I’m sick. Had a 102.7 feber (Emma’s word). Aches, chills, sore throat. Sucks to be sick as a single parent. Thankfully one of my two babysitters totally picked up the slack tonight. I have two awesome babysitters. This is something I am constantly grateful for.
Had some great fever dreams. More like fever introspection. There’s a lot of shit I just couldn’t or wouldn’t blog about. But I was deep down in that shit, working it out tonight. Another case of a few hours of introspection while I’m sick. I should start an anonymous blog and get a few of my demons out.
The kids get really anxious when I’m sick. They are worried that I’m going to leave them too. It’s all over their body language and their general anxiety. I’ve reassured them I’m just regular sick, not sick like mommy was. As my fever started breaking tonight, Ian had me check it every 5 minutes or so to make sure I was ok. I think my reassurances helped some.

────────

**Required actions**
1) Reproduce word for word the part of the post about being sick between "The kids get" and "reassurances helped some.", inclusive.
2) List the three symptoms named in the sentence that immediately follows the fever reading in the post about being sick.
3) Extend the post about being sick as a single parent, picking up after its final sentence.

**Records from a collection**

────────

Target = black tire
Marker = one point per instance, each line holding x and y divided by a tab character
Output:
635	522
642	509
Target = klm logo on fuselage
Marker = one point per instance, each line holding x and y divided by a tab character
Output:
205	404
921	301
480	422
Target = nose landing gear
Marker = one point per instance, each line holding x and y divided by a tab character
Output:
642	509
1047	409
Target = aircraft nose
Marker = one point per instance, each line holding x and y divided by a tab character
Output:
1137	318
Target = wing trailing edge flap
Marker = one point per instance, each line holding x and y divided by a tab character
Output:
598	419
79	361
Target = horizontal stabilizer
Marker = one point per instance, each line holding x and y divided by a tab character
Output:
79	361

────────

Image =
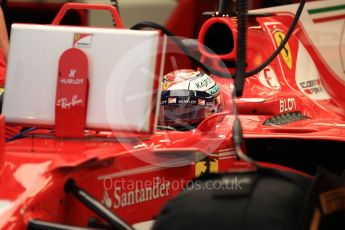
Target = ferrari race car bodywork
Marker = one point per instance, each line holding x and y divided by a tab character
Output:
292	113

────────

**Answers in order**
1)
The kids get really anxious when I’m sick. They are worried that I’m going to leave them too. It’s all over their body language and their general anxiety. I’ve reassured them I’m just regular sick, not sick like mommy was. As my fever started breaking tonight, Ian had me check it every 5 minutes or so to make sure I was ok. I think my reassurances helped some.

2) Aches, chills, sore throat

3)
After digging up some old bad choices and some old bad times tonight, I’m even more grateful that I have my kids and that I’m raising them in a way that they won’t likely have as many demons as I do.
(and I think it’s time for a theme change)
Another fun Emma-ism: When she’s exerting her independence: “My do it!”













venessa
| 02-Mar-07 at 9:42 am | Permalink
My Emma says that too! ALL THE TIME. Except she talks in the third person. Emma do it!
Fevers are the absolute worst symptom, IMO. And the poor kiddos! It never occured to me that they would be so upset when you get ill, but now that you write about it, how could they not? Get better soon!
thordora
| 02-Mar-07 at 10:00 am | Permalink
ugh…febers….hate those.
Being sick around kids sucks PERIOD. I always worried about my Dad-I was convinced he would die on me too.
karrie
| 02-Mar-07 at 1:55 pm | Permalink
The anti-spam math got me, so I apologize if you get 13 comments from me, but I love your new theme!
jase
| 02-Mar-07 at 1:58 pm | Permalink
I’m pretty well enjoying it too. I’m going to use my sickie pie time to figure out how to get it to show my Rhapsody album covers like it used to.
Peggy
| 02-Mar-07 at 2:39 pm | Permalink
Wow (looking around) schmancey new digs. Sorry you’re not feeling well. Something’s going around here, too. I woke up with a fire in my throat–and, ugh, so did my son! I can still function. At least I don’t have to sing.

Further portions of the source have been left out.